Zu erledigen >>
Treffen die folgenden Aussagen laut dem Text über das Sendeverbot zu? Beantworte jede mit Ja oder Nein und zitiere die entscheidenden Worte des Textes wörtlich.
(a) Das Sendeverbot gegen die zwei Redakteure wurde von einer Mehrheit der Anbieterinnengemeinschaft ausgesprochen.
(b) Die Anbieterinnengemeinschaft hat eine schriftliche Begründung des Sendeverbots vorgelegt.
(c) Das Forumradio hat seine Stellungnahme vor der Radiogruppe Loretta abgegeben.

Textabschnitt >>
-------------------------

Im folgenden dokumentieren wir einen (leicht gekürzten) Text aus den Lokalberichten (Nr. 24, 30.11.2000), der sich mit der Diskussion um das am 2. Nov. von einer Mehrheit der Anbieterinnengemeinschaft gegen zwei Redakteure des Forumradio ausgesprochene Sendeverbot befaßt. Das grundlegende Problem der Diskussion besteht darin, daß keine schriftliche Begründung des Sendeverbots seitens der Anbieterinnengemeinschaft vorliegt, obwohl das Thema bereits durch Aktionen des Forumradios in die Öffentlichkeit getreten ist (Unterschriftensammlung, Veranstaltung und Artikel). Die im folgenden Artikel kritisierte Argumentation bleibt bis auf weiteres eine Stellungnahme Radio Lorettas - und nicht der Anbieterinnengemeinschaft. Der Passus zum Problem antideutscher Kritik, daß sie jede "Kritik am israelischen Staat per se als antisemitisch denunziert", trifft dann vollends ins Leere, da niemand die kritisierte Behauptung je aufgestellt hat.
Zur Dokumentation haben wir uns bei allen Vorbehalten gegenüber dem Artikel dann doch entschlossen, weil wir es nach wie vor für nötig halten, eine solche Diskussion zu führen und FSK ausgesprochene Sendeverbote inhaltlich begründen muß anstatt sich auf formale Gremienprozeduren (keine Zensur, weil demokratisch durchgesetzt) zurückzuziehen.
Am 2. November hat eine Mehrheit der Anbieterinnengemeinschaft des Radios "Freies Senderkombinat" (FSK) zwei Redakteuren aus der Radiogruppe Forumradio den Zutritt zu den Räumen des Radios verboten und sie damit mit einem Sendeverbot belegt. Der Vorwurf: Die beiden hätten in einer Sendung über die aktuellen Auseinandersetzungen zwieschen Plästinensern und Israel und deren Hintergründe antisemitische und völkische Inhalte verbreitet. Das Forumradio hat in einer Stellungnahme vom 21. November den Vorwurf zurückgewiesen und die Beendigung der "willkürlichen Zensur und Sendeverbote" gefordert, die Radiogruppe Loretta zwei Tage zuvor, am 19.11., in einer Stellungnahme zu einer im Radio (Knast und Justiz Info) vorgetragenen "persönlichen Erklärung vom 17.11." Vorwurf und Sendeverbot bekräftigt. Außerdem liegt ein Mitschnitt der fraglichen Sendung vor, was den Vorwurf für alle Interessierten nachprüfbar macht.

-------------------------

(Aus einer Sammlung entnommene Daten)
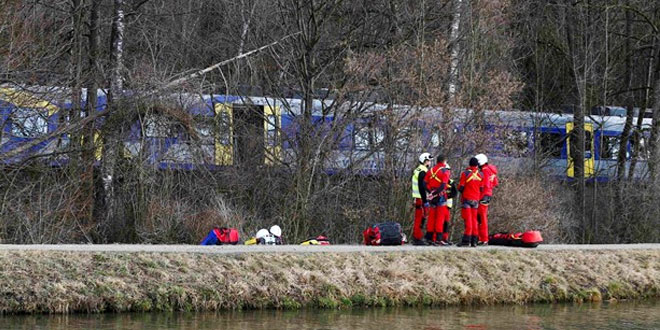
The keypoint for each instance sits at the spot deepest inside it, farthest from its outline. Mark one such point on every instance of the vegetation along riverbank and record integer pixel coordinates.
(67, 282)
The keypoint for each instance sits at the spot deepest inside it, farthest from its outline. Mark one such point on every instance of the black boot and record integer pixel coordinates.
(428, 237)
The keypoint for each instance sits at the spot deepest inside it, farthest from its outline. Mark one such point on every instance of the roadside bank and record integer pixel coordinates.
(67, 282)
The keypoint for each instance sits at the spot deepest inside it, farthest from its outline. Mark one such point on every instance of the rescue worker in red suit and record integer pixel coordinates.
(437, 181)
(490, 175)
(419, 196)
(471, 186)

-------------------------

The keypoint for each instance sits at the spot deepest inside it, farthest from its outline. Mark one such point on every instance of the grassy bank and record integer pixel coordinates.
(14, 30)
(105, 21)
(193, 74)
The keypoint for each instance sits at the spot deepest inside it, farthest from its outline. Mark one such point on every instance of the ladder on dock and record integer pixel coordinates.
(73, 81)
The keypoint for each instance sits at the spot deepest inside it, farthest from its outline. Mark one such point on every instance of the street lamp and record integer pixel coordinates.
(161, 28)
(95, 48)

-------------------------

Antwort zur Übung >>
(a) Ja: „von einer Mehrheit der Anbieterinnengemeinschaft gegen zwei Redakteure des Forumradio ausgesprochene Sendeverbot“
(b) Nein: „keine schriftliche Begründung des Sendeverbots seitens der Anbieterinnengemeinschaft vorliegt“
(c) Nein: „die Radiogruppe Loretta zwei Tage zuvor, am 19.11.“